* _Supplied text_
==============================
# Can't see scope bubble



## TANC (Mar 14, 2005)

While clarifiers clear up the target, they tend to blur what's up close.......like the pin. That's why I use 4X and no clarifier. Some 6X lenses I've tried were still clear, but others were blurry.


----------



## psargeant (Aug 1, 2004)

Try a #1...may clear up the scope picture nearly as well without the whole level disappearing thing.

It could realistically be your eye coming out of the center of the peep as well...I know sometimes during a shot my anchor will float enough, or my head will move just enough to cause me to lose the bottom section of my scope...time to let down and start over...


----------



## blondstar (Aug 15, 2006)

Might have to move your sight bar out


----------



## TANC (Mar 14, 2005)

blondstar said:


> Might have to move your sight bar out


That too. :wink:


----------



## CarlV (Mar 12, 2008)

Good things to try.

Thanks folks.

I'll report back if anything works for me.


----------



## IGluIt4U (Sep 22, 2004)

Carl, I shoot an 8x with a #2 clarifier and have the same problem, mostly in the bright light, as it washes out my bubble, but even in shade, I just use my left eye to sight the bubble and ensure I'm level, then I hold that and divert my focus (both eyes) on the dot... but with your eye dominance, you can probably just use the left eye enough to get your bubble, then squint or close it and continue.. :thumb:

I also use a red bubble and it's a big one, not one of the little ones, but it is blurred pretty well if I just sight it through the peep.. :nod:


----------



## CarlV (Mar 12, 2008)
==============================
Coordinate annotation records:
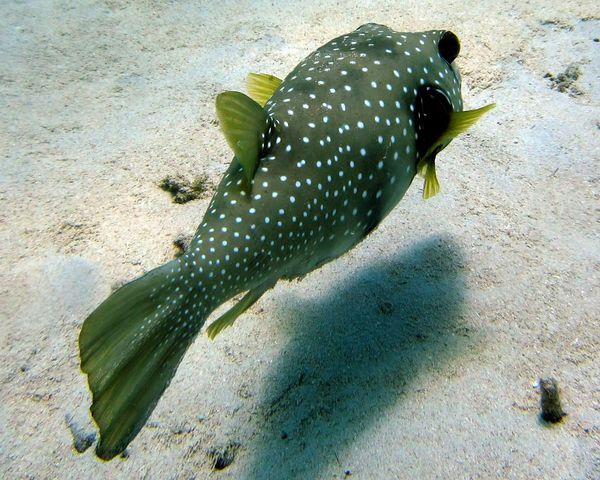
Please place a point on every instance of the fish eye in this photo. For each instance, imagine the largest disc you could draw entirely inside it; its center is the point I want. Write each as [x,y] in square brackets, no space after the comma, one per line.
[449,46]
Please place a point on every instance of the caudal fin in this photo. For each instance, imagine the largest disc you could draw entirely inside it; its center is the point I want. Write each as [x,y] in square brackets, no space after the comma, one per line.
[130,348]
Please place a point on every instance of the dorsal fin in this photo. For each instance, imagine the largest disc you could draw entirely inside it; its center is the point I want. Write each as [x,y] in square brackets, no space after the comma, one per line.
[245,125]
[261,86]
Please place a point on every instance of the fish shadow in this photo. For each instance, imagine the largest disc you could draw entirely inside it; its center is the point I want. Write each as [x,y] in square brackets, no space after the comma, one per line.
[352,356]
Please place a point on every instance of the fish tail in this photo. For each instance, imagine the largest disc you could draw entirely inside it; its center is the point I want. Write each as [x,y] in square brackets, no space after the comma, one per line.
[130,348]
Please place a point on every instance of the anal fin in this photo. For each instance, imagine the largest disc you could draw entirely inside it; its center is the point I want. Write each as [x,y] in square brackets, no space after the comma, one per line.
[261,86]
[229,317]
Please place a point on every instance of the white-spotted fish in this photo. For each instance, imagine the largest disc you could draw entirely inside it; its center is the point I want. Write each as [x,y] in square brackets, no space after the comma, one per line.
[320,159]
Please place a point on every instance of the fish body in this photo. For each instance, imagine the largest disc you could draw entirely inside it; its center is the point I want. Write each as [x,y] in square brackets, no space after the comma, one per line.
[332,151]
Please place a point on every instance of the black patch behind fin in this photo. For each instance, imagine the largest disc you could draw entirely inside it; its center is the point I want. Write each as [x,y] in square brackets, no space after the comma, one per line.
[246,126]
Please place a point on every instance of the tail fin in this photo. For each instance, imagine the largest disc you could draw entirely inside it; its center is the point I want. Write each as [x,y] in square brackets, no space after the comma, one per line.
[130,348]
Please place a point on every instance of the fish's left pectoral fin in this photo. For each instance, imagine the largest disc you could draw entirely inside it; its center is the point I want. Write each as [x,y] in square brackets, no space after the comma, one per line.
[229,317]
[431,186]
[261,86]
[245,125]
[460,122]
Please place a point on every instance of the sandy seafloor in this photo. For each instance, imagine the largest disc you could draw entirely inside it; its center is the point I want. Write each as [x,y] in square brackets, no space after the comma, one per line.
[412,356]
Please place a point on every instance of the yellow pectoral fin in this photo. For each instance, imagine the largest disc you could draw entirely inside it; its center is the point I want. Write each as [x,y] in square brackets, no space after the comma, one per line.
[460,122]
[261,86]
[431,186]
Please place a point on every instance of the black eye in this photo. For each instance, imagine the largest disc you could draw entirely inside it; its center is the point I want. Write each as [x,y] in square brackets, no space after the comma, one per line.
[449,46]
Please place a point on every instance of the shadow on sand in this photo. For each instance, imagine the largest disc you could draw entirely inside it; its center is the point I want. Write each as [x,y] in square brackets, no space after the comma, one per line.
[351,357]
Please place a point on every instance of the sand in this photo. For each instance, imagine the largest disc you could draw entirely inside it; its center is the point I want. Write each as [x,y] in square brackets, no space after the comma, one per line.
[413,356]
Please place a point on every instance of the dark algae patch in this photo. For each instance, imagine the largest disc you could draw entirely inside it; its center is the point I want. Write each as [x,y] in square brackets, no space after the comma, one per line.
[222,457]
[182,190]
[565,82]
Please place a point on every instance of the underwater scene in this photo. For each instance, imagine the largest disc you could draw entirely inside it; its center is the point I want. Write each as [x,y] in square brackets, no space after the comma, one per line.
[317,240]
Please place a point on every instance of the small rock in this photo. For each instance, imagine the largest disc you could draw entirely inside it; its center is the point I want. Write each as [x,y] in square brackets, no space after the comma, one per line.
[222,457]
[386,308]
[82,440]
[550,400]
[182,243]
[182,190]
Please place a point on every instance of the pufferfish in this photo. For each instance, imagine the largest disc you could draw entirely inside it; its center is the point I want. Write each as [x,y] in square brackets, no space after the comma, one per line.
[320,159]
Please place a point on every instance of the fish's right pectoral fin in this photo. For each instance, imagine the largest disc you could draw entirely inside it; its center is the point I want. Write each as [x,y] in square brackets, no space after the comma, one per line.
[261,86]
[229,317]
[245,125]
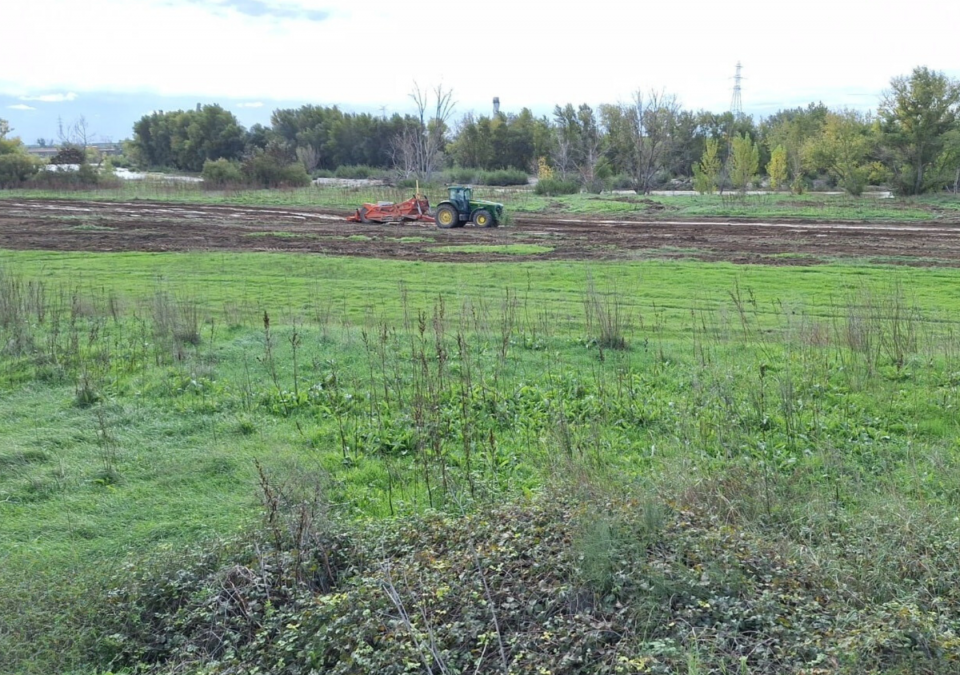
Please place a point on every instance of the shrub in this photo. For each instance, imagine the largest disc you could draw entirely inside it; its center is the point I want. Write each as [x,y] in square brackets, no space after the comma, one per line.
[502,177]
[618,182]
[557,186]
[221,172]
[267,170]
[354,172]
[17,168]
[462,175]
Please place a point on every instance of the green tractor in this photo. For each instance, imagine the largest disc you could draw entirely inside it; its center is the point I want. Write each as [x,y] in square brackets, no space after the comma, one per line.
[462,208]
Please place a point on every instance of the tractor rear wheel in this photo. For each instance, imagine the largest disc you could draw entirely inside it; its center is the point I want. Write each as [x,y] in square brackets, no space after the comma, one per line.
[447,217]
[482,218]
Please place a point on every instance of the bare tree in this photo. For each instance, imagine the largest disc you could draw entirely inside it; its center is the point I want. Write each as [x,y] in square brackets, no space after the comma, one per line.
[643,135]
[420,147]
[405,151]
[77,133]
[309,156]
[579,142]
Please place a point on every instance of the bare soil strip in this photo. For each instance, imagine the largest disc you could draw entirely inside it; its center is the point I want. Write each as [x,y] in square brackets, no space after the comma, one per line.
[63,225]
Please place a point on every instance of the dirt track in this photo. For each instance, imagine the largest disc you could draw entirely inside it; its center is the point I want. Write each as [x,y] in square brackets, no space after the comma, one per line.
[144,226]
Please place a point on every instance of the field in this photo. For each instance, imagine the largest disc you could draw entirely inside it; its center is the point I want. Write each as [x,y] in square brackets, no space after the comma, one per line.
[560,233]
[767,402]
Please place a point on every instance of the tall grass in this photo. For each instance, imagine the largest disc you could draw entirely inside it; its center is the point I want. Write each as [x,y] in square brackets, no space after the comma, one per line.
[151,410]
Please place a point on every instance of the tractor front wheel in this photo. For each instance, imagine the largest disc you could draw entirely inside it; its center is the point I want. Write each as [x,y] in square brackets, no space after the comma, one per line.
[447,217]
[483,218]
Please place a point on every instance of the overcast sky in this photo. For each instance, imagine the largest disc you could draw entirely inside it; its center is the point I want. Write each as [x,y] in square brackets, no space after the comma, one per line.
[68,56]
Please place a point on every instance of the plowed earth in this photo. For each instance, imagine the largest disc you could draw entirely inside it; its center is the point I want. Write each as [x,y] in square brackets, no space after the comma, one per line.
[63,225]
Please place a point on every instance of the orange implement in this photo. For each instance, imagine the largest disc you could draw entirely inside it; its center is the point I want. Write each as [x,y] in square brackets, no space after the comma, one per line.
[388,212]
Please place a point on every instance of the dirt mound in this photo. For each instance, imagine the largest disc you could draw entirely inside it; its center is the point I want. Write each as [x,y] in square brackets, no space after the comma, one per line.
[75,225]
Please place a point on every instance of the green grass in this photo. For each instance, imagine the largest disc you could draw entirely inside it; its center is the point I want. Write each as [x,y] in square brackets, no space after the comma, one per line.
[138,390]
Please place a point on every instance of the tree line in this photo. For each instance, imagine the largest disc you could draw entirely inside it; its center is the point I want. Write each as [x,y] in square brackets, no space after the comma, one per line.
[911,142]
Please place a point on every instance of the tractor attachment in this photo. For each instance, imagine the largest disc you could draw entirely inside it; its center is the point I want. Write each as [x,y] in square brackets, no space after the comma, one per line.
[414,209]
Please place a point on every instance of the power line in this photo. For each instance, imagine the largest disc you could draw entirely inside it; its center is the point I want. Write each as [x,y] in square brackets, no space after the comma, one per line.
[736,103]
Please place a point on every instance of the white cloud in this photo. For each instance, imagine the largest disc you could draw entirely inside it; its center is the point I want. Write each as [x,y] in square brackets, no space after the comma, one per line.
[51,98]
[367,54]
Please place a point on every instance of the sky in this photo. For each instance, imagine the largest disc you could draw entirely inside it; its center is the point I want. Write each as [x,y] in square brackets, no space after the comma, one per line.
[113,61]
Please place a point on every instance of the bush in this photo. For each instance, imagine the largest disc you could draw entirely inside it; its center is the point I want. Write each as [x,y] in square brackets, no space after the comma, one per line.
[266,170]
[556,186]
[221,173]
[502,177]
[17,168]
[618,182]
[499,177]
[461,175]
[357,172]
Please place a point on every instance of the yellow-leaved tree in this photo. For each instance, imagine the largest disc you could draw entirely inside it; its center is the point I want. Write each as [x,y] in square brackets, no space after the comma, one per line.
[777,167]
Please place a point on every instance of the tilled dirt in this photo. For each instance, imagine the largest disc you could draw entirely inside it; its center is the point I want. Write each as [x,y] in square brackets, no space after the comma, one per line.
[63,225]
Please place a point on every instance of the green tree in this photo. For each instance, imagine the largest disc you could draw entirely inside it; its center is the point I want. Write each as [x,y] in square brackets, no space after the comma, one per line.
[16,165]
[777,167]
[579,142]
[706,173]
[843,150]
[186,139]
[792,128]
[744,161]
[915,116]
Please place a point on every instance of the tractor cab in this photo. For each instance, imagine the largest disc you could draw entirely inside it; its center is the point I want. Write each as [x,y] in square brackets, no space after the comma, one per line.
[461,196]
[461,208]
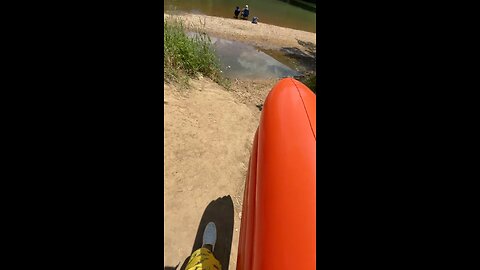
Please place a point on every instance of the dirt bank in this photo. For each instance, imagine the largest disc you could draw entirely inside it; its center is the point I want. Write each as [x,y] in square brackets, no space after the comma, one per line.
[262,35]
[208,135]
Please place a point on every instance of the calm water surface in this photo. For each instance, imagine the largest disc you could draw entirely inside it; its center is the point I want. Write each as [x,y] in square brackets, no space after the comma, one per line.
[294,14]
[239,60]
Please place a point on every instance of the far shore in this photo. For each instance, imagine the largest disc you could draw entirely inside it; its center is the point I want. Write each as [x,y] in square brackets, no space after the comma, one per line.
[262,35]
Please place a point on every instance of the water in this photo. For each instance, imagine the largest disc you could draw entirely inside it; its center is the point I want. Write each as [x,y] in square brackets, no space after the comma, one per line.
[295,14]
[239,60]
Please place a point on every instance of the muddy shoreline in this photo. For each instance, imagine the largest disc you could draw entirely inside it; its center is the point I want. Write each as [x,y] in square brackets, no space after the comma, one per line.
[294,48]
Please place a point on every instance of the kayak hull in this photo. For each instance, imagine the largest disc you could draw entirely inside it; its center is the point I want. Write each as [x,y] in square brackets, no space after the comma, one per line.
[278,226]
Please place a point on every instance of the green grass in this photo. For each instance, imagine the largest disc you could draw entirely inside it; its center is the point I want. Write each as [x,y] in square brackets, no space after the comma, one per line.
[187,57]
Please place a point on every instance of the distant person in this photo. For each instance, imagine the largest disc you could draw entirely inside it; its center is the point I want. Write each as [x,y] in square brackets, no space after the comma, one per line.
[245,13]
[203,258]
[236,12]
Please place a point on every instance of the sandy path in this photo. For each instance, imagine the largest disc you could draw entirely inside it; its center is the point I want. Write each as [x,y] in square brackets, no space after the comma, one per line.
[262,35]
[208,136]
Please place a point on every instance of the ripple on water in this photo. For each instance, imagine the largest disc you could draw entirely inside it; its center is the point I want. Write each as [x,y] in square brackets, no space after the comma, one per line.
[243,61]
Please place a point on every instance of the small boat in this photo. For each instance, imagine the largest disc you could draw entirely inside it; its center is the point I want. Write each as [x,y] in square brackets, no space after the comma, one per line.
[278,226]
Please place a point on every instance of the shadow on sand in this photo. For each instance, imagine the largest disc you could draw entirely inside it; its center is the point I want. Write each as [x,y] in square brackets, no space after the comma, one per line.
[220,211]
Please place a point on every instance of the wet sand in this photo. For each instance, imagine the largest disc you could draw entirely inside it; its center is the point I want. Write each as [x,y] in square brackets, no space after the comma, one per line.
[262,35]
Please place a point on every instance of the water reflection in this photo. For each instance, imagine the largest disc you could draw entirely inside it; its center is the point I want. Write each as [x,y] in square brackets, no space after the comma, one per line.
[240,60]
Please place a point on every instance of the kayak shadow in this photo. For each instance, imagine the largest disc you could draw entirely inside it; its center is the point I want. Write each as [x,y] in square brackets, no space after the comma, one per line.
[219,211]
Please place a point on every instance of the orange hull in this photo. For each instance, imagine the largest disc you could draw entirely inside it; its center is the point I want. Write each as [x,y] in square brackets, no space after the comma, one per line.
[278,227]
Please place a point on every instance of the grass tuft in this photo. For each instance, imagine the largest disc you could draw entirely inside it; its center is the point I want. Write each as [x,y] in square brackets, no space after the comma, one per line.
[187,57]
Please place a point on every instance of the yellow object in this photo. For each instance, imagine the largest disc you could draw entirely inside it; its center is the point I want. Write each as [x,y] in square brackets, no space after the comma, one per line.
[203,259]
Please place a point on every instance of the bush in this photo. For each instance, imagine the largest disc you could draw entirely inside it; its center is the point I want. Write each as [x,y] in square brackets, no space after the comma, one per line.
[186,57]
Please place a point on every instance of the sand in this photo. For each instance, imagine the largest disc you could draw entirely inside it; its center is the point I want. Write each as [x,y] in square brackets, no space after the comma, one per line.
[262,35]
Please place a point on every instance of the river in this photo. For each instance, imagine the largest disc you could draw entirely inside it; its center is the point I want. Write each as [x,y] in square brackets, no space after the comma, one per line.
[295,14]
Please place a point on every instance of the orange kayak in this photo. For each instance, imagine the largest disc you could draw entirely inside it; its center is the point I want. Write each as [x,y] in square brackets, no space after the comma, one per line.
[278,227]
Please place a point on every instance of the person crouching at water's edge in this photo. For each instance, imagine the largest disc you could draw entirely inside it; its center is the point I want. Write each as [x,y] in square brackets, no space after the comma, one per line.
[245,13]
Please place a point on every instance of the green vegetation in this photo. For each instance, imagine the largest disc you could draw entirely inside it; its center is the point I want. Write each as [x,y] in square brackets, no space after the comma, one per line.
[186,57]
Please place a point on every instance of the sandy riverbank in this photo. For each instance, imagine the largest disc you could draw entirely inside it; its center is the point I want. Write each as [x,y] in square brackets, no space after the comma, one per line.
[262,35]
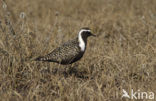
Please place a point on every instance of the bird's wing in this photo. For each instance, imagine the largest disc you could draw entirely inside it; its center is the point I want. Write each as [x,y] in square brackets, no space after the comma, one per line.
[64,53]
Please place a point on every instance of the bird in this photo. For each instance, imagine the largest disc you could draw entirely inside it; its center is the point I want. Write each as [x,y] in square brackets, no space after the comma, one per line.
[70,51]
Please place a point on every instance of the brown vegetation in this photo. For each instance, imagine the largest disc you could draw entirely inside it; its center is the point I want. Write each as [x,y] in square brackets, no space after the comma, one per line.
[123,56]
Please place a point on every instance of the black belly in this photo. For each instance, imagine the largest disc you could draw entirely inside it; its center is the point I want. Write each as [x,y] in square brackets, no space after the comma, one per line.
[70,61]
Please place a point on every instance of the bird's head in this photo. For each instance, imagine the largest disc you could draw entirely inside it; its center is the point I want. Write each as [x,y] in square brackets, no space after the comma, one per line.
[85,32]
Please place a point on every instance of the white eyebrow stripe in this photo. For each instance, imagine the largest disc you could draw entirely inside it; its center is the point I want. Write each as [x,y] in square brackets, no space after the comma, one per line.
[81,42]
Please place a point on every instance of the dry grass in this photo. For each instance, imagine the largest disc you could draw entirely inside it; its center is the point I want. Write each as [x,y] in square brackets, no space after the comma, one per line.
[123,56]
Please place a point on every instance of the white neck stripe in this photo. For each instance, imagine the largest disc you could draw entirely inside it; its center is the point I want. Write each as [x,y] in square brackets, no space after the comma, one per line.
[81,41]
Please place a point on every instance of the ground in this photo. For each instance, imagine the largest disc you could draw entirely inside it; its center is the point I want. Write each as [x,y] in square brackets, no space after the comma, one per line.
[122,56]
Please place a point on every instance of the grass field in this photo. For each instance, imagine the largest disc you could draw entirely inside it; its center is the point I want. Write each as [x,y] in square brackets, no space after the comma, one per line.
[122,56]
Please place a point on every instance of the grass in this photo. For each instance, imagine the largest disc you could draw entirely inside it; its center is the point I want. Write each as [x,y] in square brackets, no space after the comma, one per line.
[123,56]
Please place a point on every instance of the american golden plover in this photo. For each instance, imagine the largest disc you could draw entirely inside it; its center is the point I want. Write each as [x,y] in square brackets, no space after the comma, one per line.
[70,51]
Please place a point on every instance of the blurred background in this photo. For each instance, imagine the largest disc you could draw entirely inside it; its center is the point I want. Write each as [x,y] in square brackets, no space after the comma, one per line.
[122,56]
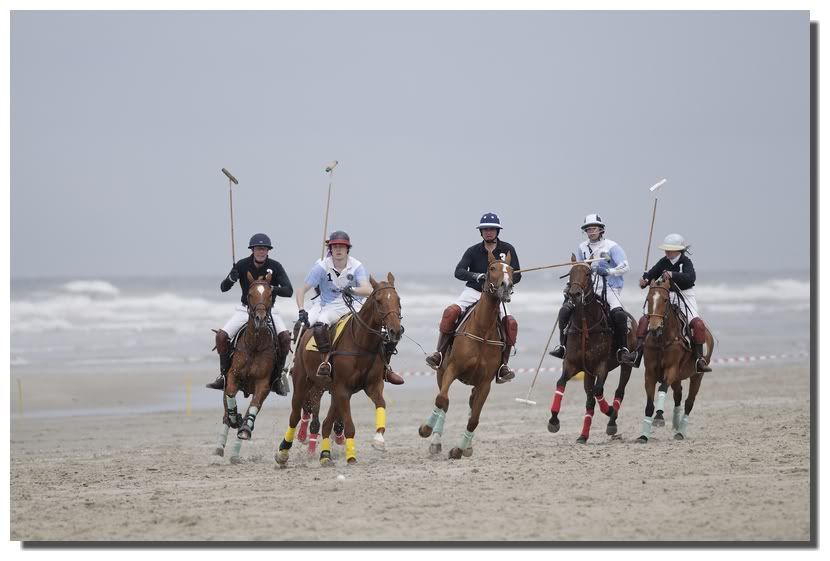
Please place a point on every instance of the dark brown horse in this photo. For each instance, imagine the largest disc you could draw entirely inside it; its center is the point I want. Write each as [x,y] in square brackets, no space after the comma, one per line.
[591,351]
[474,358]
[669,360]
[250,370]
[358,364]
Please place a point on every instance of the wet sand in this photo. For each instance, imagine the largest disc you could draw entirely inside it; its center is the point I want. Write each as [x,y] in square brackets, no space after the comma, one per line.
[743,473]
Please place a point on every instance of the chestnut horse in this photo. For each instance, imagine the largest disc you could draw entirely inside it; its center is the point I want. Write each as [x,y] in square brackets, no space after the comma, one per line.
[591,351]
[358,364]
[250,370]
[474,358]
[669,360]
==============================
* _Your goal_
Reproduce the entire forum thread about not seeing the scope bubble, word for word, from start to finish.

* _Result_
# Can't see scope bubble



## TANC (Mar 14, 2005)

While clarifiers clear up the target, they tend to blur what's up close.......like the pin. That's why I use 4X and no clarifier. Some 6X lenses I've tried were still clear, but others were blurry.


----------



## psargeant (Aug 1, 2004)

Try a #1...may clear up the scope picture nearly as well without the whole level disappearing thing.

It could realistically be your eye coming out of the center of the peep as well...I know sometimes during a shot my anchor will float enough, or my head will move just enough to cause me to lose the bottom section of my scope...time to let down and start over...


----------



## blondstar (Aug 15, 2006)

Might have to move your sight bar out


----------



## TANC (Mar 14, 2005)

blondstar said:


> Might have to move your sight bar out


That too. :wink:


----------



## CarlV (Mar 12, 2008)

Good things to try.

Thanks folks.

I'll report back if anything works for me.


----------



## IGluIt4U (Sep 22, 2004)

Carl, I shoot an 8x with a #2 clarifier and have the same problem, mostly in the bright light, as it washes out my bubble, but even in shade, I just use my left eye to sight the bubble and ensure I'm level, then I hold that and divert my focus (both eyes) on the dot... but with your eye dominance, you can probably just use the left eye enough to get your bubble, then squint or close it and continue.. :thumb:

I also use a red bubble and it's a big one, not one of the little ones, but it is blurred pretty well if I just sight it through the peep.. :nod:


----------



## CarlV (Mar 12, 2008)